== INPUT RECORDS ==
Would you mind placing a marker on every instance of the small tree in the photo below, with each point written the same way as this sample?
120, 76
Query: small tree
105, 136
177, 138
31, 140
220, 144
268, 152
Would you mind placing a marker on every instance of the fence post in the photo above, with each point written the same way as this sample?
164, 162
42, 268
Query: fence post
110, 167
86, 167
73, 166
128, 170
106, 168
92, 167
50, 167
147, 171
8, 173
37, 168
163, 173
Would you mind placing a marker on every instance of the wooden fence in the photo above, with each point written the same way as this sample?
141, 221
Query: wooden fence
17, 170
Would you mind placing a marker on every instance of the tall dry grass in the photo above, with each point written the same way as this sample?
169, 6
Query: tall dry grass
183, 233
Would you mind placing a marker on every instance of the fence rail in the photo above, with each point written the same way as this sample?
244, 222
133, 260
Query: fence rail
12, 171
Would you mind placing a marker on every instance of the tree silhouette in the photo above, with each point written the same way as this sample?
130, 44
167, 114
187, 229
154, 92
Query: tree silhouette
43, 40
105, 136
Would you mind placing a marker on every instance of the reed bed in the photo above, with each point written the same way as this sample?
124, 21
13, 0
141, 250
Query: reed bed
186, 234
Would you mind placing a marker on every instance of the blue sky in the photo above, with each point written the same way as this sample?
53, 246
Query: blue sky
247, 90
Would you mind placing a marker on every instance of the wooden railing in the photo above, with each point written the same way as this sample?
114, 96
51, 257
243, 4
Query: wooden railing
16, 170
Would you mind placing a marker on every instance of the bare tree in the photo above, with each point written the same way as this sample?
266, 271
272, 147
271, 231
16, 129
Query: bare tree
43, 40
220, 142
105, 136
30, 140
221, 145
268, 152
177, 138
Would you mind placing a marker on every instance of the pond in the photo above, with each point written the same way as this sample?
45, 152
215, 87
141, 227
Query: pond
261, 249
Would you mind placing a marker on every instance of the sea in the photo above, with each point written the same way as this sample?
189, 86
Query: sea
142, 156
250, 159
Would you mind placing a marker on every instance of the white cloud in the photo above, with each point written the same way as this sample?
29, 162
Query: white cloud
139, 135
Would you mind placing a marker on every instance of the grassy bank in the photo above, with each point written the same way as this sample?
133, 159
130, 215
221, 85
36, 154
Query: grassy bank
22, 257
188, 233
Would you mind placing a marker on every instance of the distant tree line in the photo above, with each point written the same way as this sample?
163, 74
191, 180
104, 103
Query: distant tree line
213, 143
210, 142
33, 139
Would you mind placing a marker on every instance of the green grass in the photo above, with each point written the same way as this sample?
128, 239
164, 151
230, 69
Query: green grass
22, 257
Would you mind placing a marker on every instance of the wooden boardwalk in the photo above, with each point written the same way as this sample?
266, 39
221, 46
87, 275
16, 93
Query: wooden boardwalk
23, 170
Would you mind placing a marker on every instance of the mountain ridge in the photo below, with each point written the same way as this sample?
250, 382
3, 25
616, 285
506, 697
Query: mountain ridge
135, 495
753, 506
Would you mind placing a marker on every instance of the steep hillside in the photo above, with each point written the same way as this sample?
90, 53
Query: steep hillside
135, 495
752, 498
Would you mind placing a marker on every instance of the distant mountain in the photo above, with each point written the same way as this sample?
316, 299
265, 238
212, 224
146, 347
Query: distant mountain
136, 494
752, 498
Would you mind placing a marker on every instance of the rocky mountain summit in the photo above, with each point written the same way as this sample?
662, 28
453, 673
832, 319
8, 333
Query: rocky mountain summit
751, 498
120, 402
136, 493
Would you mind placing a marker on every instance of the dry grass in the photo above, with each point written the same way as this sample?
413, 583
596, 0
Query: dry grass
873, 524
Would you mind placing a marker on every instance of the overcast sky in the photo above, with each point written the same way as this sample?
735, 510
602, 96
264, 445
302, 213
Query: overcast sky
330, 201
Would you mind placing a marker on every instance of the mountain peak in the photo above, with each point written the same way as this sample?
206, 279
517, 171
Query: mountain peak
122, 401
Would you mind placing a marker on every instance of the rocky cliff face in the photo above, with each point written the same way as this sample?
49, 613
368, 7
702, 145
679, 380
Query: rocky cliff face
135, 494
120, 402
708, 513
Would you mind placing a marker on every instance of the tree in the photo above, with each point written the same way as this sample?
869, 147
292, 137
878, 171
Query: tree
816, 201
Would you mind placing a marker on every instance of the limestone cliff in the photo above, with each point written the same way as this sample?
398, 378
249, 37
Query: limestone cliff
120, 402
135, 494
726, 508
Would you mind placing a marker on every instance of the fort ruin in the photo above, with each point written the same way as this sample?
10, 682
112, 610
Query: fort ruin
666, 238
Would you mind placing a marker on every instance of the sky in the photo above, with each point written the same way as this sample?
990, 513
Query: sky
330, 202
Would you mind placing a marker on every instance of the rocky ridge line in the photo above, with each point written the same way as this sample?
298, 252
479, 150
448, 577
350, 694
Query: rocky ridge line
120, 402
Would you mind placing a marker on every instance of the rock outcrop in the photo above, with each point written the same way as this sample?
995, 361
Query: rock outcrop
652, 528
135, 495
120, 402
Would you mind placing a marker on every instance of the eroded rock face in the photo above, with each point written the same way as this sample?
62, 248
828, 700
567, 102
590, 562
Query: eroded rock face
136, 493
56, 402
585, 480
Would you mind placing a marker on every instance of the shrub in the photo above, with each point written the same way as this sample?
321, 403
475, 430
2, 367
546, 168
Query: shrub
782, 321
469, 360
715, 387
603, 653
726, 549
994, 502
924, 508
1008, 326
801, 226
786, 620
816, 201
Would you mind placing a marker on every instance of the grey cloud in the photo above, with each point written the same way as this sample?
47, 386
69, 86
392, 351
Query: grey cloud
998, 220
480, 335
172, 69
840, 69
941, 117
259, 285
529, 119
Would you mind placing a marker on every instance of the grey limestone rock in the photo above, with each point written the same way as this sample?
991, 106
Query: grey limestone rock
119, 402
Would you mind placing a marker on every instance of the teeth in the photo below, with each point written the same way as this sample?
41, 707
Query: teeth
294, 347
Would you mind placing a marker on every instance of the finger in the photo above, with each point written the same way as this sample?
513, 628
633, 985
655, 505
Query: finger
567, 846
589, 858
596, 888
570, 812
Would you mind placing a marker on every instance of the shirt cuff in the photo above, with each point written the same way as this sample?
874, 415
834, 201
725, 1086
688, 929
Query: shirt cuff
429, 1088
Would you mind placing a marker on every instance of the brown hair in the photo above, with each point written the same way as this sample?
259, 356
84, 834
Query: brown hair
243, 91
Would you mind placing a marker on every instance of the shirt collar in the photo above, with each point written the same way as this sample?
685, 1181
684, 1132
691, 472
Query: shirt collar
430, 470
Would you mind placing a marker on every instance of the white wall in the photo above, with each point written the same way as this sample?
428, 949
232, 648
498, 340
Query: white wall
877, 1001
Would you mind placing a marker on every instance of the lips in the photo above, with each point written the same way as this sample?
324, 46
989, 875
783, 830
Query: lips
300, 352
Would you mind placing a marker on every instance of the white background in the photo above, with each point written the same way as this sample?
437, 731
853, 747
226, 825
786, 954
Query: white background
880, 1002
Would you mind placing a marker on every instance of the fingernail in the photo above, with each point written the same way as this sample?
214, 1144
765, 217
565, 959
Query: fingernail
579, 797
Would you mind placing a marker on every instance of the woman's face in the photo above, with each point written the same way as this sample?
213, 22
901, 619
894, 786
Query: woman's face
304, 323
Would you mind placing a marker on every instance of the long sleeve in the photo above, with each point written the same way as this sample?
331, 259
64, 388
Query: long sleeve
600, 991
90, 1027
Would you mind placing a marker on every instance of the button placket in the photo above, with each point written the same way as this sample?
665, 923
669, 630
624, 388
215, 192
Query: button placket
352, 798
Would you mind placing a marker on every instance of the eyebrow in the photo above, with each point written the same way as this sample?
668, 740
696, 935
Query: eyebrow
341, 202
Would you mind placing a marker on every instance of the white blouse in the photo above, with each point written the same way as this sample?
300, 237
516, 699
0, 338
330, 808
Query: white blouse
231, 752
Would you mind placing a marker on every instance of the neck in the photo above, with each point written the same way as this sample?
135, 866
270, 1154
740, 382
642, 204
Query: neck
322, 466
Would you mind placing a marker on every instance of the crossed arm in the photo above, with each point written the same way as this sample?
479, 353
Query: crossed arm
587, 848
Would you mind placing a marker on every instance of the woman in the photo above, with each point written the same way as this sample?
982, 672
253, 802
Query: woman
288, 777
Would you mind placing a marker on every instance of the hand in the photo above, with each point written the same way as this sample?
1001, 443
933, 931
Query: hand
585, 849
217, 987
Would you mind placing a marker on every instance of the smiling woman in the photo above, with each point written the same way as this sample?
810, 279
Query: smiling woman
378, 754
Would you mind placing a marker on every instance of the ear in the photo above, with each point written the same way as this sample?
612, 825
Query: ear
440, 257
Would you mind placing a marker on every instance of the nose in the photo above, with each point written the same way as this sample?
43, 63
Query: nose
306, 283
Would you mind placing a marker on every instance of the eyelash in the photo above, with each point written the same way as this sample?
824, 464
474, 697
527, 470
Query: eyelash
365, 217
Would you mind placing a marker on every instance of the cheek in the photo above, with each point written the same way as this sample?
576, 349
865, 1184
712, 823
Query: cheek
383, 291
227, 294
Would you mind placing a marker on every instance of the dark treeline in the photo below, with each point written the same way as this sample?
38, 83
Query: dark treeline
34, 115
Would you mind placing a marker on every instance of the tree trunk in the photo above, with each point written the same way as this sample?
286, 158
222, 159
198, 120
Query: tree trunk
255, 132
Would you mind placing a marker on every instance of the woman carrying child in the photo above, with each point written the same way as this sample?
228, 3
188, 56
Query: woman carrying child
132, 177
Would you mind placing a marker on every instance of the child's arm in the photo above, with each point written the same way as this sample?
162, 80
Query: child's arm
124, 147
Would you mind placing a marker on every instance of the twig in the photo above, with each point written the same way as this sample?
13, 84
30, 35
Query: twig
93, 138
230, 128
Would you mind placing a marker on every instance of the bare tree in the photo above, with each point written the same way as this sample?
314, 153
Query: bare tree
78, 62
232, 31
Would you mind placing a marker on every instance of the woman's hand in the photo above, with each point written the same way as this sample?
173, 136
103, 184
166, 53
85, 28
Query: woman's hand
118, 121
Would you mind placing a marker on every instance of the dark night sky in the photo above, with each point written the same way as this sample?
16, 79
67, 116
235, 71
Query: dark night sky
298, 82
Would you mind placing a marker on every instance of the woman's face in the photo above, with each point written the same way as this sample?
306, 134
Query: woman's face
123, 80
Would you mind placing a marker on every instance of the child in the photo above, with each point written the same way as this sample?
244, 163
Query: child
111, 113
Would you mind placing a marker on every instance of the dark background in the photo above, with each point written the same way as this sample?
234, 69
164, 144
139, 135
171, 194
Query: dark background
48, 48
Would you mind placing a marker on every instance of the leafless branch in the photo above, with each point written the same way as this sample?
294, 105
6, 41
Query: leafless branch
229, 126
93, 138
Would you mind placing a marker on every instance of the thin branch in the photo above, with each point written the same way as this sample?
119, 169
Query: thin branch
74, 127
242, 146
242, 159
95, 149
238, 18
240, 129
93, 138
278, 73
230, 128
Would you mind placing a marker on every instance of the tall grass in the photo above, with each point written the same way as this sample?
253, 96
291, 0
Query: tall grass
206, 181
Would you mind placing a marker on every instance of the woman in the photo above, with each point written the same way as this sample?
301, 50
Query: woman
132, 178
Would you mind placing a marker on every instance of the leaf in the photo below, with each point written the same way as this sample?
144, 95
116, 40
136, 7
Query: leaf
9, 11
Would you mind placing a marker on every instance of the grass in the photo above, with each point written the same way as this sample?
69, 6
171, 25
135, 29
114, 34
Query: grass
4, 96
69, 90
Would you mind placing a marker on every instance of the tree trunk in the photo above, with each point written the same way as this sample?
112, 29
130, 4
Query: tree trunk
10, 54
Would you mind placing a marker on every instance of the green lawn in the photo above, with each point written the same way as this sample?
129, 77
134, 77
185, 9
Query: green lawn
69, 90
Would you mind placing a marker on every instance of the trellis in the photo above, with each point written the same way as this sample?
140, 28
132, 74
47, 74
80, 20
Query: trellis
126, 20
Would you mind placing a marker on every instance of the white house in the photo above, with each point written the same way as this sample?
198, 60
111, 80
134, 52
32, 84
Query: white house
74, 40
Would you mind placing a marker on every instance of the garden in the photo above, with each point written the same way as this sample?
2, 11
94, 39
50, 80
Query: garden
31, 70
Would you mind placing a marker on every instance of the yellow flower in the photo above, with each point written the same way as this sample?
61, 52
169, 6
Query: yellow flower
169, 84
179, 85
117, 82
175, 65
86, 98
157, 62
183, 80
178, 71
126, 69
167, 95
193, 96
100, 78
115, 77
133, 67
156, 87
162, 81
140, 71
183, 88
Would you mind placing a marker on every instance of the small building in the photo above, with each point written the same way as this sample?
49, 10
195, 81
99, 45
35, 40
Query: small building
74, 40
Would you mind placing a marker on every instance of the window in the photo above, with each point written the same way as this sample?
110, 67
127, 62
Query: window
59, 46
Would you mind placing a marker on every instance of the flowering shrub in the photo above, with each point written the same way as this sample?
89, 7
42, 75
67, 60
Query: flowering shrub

== WHAT IS REQUIRED ==
Beginning at the line containing "the small building", repeat each line exactly through the last line of the entries, and include no other lines.

== PROBLEM SOLUTION ==
Would you mind placing a marker on every instance of the small building in the photo above, with each point written the same way as this sample?
49, 10
195, 81
99, 45
35, 40
Query: small building
74, 40
Would you mind placing a marker on every instance of the window in the photo above, with each point written the same way as this sample?
110, 67
127, 62
Query: window
59, 46
Would you mind placing a marker on every instance of the flowering shrub in the photo above, with each point written the same way as this sample?
89, 7
42, 75
67, 60
Query: flowering shrub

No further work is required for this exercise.